**DIRECTIVE:** Rewrite every line of the records below as a Markdown table with two columns, Row and Line. Put the row number under Row and the line under Line, and leave out any blank lines.

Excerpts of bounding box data

_ _ _ _

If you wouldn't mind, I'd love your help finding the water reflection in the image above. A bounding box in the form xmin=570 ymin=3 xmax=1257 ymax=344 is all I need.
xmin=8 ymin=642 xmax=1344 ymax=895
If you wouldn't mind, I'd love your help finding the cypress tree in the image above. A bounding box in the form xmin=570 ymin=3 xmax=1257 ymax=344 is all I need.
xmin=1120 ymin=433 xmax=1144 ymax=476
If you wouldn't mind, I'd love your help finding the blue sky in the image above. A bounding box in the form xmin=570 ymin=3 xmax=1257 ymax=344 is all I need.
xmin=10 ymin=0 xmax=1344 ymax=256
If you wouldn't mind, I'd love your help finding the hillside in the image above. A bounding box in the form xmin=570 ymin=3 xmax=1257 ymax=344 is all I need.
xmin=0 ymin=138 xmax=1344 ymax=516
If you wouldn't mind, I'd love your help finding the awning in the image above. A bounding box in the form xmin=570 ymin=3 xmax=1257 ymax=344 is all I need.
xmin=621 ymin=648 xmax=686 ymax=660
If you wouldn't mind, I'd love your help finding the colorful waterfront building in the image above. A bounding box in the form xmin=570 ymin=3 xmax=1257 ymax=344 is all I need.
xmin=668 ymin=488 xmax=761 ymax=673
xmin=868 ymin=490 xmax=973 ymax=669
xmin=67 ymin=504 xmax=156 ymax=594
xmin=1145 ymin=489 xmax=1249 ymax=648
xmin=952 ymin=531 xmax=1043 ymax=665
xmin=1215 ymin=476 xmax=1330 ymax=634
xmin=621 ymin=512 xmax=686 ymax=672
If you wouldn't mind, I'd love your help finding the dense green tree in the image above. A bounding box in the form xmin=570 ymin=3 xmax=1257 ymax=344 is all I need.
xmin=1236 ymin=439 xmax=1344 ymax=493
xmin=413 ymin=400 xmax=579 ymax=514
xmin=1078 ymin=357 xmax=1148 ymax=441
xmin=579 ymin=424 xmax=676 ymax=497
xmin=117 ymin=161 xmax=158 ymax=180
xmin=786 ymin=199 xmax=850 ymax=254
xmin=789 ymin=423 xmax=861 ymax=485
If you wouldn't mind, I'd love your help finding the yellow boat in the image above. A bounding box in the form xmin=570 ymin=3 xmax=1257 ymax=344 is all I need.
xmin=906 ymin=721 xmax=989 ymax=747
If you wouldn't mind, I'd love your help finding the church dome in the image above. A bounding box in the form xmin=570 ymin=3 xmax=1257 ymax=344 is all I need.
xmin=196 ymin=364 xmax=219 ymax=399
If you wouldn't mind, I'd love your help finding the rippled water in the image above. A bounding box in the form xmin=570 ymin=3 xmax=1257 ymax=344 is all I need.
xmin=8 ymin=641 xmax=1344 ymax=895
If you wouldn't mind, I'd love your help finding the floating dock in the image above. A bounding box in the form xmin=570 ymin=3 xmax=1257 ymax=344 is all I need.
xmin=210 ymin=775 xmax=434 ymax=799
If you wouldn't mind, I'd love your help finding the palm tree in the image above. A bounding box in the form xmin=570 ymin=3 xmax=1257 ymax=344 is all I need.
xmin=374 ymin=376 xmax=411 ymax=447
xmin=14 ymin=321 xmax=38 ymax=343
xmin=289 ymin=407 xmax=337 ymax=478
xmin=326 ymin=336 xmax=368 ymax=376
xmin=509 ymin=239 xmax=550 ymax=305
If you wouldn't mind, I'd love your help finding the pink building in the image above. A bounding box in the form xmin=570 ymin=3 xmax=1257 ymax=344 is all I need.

_ _ _ _

**THE SOLUTION:**
| Row | Line |
|---|---|
| 1 | If you wouldn't mind, I'd love your help finding the water reflection in the image above. A bounding box in the form xmin=570 ymin=3 xmax=1257 ymax=344 is all I need. |
| 2 | xmin=8 ymin=642 xmax=1344 ymax=895 |
| 3 | If you wouldn't mind, I'd love your help finding the cypress tree in the image above. A bounding box in the form xmin=570 ymin=3 xmax=1257 ymax=344 is all I need. |
| 4 | xmin=1120 ymin=433 xmax=1144 ymax=476 |
| 5 | If you wouldn't mind, I'd love your help finding the blue sky in the image above. A bounding box in the form xmin=570 ymin=3 xmax=1257 ymax=344 is all I need. |
| 6 | xmin=10 ymin=0 xmax=1344 ymax=256 |
| 7 | If you wouldn't mind, I'd love your help finding the hillside in the image above. A bounding box in the form xmin=570 ymin=3 xmax=1257 ymax=344 is all I need. |
| 8 | xmin=0 ymin=138 xmax=1344 ymax=516 |
| 9 | If you wouldn't mind, I'd love your help finding the awning in the image above. A bounding box in the form xmin=570 ymin=3 xmax=1257 ymax=344 is all I need. |
| 10 | xmin=621 ymin=648 xmax=686 ymax=660 |
| 11 | If you wouldn't mind, I'd love your help finding the colorful waterfront building in the image above. A bounding box in the form xmin=570 ymin=3 xmax=1257 ymax=344 is all I need. |
| 12 | xmin=668 ymin=488 xmax=761 ymax=673 |
| 13 | xmin=868 ymin=490 xmax=973 ymax=669 |
| 14 | xmin=67 ymin=504 xmax=156 ymax=594 |
| 15 | xmin=1145 ymin=489 xmax=1249 ymax=648 |
| 16 | xmin=952 ymin=531 xmax=1043 ymax=665 |
| 17 | xmin=1215 ymin=476 xmax=1330 ymax=634 |
| 18 | xmin=621 ymin=512 xmax=686 ymax=672 |
| 19 | If you wouldn't mind, I'd love your help finding the dense green tree in the image above. A bounding box in the form xmin=570 ymin=3 xmax=1257 ymax=344 is all I need. |
| 20 | xmin=1236 ymin=439 xmax=1344 ymax=493 |
| 21 | xmin=413 ymin=400 xmax=579 ymax=514 |
| 22 | xmin=1078 ymin=357 xmax=1148 ymax=441 |
| 23 | xmin=579 ymin=424 xmax=676 ymax=497 |
| 24 | xmin=117 ymin=161 xmax=158 ymax=180 |
| 25 | xmin=786 ymin=199 xmax=850 ymax=254 |
| 26 | xmin=789 ymin=423 xmax=861 ymax=485 |
| 27 | If you wouldn't mind, I'd love your help finding the yellow boat in the image above. A bounding box in the form xmin=570 ymin=3 xmax=1257 ymax=344 is all I need. |
| 28 | xmin=906 ymin=721 xmax=989 ymax=747 |
| 29 | If you wouldn't mind, I'd love your help finding the church dome in the image above. A bounding box in the form xmin=570 ymin=3 xmax=1257 ymax=344 is all I need. |
| 30 | xmin=196 ymin=364 xmax=219 ymax=399 |
| 31 | If you wouldn't mind, I'd love your help finding the rippled water in the image above. A bounding box in the form xmin=570 ymin=3 xmax=1257 ymax=344 is all I need. |
| 32 | xmin=8 ymin=641 xmax=1344 ymax=895 |
| 33 | If you wouldn't mind, I'd love your help finding the floating dock in the image above. A bounding box in the form xmin=570 ymin=3 xmax=1257 ymax=344 is all I need. |
| 34 | xmin=210 ymin=775 xmax=434 ymax=799 |
| 35 | If you wouldn't mind, I'd love your help finding the palm tree in the image above. A bounding box in the form xmin=570 ymin=3 xmax=1257 ymax=344 is all I need. |
| 36 | xmin=374 ymin=376 xmax=411 ymax=447 |
| 37 | xmin=14 ymin=321 xmax=38 ymax=343 |
| 38 | xmin=289 ymin=407 xmax=337 ymax=478 |
| 39 | xmin=326 ymin=336 xmax=368 ymax=376 |
| 40 | xmin=509 ymin=239 xmax=550 ymax=305 |
| 41 | If you wouldn't mind, I'd love your help finding the pink building in the image above. A bounding box in the form xmin=570 ymin=3 xmax=1257 ymax=344 is all I need. |